§ About this task
Please return exactly the lines from the one containing "Spot the pink rose" through the end of the records, including both.
-- Raw data follows --
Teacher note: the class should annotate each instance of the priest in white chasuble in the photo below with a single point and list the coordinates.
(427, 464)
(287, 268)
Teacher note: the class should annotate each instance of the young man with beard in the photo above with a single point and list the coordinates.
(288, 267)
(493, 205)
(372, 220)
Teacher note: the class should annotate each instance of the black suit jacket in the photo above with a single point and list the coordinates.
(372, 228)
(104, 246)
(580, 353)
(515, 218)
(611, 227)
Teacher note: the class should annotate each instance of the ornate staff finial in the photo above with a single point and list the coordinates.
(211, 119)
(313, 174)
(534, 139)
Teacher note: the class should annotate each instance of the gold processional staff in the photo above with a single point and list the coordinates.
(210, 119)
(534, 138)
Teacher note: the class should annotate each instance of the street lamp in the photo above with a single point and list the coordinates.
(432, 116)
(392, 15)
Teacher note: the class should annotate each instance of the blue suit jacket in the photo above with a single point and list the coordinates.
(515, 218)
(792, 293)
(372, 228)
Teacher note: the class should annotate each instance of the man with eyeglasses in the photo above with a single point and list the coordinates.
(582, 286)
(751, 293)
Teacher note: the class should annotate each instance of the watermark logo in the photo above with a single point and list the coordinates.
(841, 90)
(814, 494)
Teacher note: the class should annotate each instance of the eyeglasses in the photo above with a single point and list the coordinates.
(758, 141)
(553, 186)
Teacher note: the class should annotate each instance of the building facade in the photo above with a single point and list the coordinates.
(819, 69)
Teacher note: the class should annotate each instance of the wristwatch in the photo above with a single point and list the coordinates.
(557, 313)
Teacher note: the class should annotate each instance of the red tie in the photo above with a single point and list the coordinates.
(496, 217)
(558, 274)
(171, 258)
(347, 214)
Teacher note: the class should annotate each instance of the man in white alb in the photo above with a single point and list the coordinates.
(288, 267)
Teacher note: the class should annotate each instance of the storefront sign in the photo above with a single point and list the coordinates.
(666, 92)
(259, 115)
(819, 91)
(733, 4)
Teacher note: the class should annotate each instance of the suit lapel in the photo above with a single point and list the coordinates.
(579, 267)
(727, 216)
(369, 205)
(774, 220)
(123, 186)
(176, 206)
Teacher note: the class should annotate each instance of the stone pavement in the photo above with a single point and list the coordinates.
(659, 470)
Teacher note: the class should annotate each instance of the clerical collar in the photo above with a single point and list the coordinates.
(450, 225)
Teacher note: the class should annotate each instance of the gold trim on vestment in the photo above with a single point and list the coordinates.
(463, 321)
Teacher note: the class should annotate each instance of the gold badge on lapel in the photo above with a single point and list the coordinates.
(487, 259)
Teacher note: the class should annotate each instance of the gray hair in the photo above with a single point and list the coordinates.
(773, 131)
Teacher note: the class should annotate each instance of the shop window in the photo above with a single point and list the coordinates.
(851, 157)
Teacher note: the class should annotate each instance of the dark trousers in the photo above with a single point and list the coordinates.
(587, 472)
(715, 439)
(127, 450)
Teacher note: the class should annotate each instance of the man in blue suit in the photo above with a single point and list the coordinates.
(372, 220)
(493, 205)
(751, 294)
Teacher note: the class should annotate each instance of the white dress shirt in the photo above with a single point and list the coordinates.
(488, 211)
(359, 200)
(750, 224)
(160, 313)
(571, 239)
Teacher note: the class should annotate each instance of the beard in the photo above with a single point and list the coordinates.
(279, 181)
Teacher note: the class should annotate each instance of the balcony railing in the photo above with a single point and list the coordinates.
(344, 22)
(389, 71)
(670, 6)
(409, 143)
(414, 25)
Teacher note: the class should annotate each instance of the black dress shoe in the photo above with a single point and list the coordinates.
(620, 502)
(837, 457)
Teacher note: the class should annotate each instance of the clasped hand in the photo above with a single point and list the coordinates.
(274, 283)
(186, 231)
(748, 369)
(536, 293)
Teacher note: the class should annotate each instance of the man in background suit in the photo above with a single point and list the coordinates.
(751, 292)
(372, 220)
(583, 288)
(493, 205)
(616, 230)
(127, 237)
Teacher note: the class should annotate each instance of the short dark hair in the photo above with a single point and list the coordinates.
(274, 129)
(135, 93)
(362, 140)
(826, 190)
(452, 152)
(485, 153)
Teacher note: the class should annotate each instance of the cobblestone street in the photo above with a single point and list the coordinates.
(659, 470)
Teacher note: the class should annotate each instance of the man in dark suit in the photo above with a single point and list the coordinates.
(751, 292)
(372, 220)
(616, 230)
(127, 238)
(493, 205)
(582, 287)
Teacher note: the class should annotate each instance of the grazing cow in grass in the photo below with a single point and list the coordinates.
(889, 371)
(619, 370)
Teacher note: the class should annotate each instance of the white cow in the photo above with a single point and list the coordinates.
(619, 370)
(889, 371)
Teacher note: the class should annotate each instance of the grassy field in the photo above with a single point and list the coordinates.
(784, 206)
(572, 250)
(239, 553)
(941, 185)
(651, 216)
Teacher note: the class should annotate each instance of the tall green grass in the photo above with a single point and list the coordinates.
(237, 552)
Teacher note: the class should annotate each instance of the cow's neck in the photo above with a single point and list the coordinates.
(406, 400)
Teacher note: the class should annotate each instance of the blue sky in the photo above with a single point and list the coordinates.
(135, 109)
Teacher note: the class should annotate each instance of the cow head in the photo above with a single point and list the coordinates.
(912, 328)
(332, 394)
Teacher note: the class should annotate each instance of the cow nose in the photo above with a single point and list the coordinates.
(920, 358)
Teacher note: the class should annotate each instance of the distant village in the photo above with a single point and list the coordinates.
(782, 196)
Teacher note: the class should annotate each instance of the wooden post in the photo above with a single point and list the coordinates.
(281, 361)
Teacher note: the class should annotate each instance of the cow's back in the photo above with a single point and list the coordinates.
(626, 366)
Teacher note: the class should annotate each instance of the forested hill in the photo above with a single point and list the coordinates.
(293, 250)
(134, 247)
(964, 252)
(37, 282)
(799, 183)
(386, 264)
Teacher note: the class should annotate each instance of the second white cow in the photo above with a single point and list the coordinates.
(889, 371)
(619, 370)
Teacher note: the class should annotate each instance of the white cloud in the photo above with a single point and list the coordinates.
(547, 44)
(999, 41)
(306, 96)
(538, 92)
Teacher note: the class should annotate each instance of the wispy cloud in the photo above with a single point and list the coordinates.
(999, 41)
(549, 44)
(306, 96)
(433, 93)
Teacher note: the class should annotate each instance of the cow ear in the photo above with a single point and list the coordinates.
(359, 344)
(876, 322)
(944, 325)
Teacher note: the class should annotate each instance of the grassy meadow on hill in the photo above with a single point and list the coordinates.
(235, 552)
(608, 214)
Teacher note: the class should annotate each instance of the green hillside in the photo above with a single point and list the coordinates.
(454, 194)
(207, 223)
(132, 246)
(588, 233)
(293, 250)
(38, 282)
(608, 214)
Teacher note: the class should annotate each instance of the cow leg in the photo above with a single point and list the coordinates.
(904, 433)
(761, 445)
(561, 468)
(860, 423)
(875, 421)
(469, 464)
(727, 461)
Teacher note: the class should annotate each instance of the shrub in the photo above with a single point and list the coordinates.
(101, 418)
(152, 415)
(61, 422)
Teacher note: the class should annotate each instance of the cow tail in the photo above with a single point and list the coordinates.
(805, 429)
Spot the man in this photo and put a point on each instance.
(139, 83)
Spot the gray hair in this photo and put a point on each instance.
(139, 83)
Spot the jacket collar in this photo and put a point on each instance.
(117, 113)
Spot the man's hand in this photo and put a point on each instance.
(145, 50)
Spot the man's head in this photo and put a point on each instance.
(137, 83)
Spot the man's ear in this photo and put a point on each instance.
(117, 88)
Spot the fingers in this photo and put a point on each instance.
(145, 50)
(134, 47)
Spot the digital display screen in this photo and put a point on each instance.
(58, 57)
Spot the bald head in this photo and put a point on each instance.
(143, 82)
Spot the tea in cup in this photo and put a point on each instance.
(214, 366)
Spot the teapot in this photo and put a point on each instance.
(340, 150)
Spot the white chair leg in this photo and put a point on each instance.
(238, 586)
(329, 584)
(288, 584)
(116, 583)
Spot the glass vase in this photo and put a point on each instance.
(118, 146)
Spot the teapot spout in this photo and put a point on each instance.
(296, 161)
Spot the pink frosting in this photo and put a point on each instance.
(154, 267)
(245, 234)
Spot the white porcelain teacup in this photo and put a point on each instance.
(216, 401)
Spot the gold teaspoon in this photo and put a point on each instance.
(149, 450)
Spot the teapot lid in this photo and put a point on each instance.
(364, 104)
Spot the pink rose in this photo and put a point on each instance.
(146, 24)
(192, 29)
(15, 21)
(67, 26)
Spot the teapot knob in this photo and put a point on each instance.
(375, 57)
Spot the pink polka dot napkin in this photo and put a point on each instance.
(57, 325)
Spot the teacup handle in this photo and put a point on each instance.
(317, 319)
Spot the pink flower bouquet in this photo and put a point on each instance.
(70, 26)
-- Raw data concluded --
§ Problem solution
Spot the pink rose in this photo and put a point on each instance.
(146, 24)
(192, 29)
(15, 21)
(67, 26)
Spot the teapot knob in this photo and put a point on each instance.
(375, 57)
Spot the pink polka dot napkin in this photo and put a point on each instance.
(57, 325)
Spot the teacup handle in this photo and put a point on each instance.
(317, 319)
Spot the pink flower bouquet in this photo and put a point on each instance.
(70, 26)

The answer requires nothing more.